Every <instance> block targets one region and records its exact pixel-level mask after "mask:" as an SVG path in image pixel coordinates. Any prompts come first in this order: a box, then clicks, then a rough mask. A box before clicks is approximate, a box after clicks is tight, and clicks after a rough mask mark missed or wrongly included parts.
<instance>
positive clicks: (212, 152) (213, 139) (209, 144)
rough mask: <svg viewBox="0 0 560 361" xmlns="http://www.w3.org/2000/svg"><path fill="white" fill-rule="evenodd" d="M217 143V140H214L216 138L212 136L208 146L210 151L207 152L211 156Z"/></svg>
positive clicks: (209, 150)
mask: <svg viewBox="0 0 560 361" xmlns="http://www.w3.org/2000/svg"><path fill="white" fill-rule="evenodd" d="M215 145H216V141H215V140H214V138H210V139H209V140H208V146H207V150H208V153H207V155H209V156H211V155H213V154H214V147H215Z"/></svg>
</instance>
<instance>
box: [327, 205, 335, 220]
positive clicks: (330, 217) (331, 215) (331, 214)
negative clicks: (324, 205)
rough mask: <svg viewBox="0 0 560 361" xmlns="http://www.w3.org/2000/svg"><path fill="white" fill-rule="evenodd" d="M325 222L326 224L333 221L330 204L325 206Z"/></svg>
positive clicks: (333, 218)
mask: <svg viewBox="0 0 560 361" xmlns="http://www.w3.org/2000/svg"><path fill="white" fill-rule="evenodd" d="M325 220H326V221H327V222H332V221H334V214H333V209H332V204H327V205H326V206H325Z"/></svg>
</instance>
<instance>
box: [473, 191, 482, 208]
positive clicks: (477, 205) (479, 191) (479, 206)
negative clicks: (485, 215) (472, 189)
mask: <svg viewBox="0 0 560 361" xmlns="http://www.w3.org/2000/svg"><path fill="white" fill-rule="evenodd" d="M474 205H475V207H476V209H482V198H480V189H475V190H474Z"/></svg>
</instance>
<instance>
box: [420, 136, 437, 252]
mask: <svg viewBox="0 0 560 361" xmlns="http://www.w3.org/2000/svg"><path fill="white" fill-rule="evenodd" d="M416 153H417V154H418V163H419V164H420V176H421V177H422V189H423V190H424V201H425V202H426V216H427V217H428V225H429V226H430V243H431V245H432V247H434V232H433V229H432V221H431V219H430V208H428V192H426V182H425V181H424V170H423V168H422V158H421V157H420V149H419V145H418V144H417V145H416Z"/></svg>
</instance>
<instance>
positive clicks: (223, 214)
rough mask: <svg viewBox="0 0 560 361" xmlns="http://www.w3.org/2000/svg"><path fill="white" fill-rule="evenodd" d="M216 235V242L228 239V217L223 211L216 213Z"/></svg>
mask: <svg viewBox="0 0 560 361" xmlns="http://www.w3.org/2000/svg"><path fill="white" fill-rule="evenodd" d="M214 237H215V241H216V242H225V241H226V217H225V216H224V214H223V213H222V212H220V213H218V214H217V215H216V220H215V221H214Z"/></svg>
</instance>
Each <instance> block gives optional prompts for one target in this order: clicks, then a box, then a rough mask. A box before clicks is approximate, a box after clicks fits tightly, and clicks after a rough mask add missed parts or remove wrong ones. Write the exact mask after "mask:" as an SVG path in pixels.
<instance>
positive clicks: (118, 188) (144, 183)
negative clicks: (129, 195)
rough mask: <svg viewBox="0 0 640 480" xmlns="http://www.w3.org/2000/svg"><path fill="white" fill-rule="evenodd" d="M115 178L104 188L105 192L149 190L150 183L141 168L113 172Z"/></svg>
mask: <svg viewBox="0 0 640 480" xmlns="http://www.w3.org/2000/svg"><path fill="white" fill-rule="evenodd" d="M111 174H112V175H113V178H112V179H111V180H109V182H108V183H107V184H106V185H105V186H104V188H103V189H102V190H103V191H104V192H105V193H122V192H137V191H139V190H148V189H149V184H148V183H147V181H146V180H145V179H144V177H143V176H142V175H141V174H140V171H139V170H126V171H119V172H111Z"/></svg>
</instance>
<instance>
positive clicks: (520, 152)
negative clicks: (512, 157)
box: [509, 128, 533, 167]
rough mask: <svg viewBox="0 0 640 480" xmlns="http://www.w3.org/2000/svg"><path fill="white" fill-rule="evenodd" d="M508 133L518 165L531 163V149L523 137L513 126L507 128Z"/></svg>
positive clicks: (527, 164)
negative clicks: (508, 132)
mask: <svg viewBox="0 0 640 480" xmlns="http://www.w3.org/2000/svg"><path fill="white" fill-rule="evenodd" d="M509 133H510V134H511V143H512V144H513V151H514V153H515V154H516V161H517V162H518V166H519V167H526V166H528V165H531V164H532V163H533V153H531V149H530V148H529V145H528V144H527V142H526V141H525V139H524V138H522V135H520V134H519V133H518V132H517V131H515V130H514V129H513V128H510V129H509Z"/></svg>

+ + +

Prompt: The required output is the stretch of entries above from the line containing "box: [473, 191, 482, 208]" through the line containing "positive clicks: (477, 205)", reproduced exactly.

Output of the task:
box: [473, 191, 482, 208]
positive clicks: (477, 205) (479, 191) (479, 206)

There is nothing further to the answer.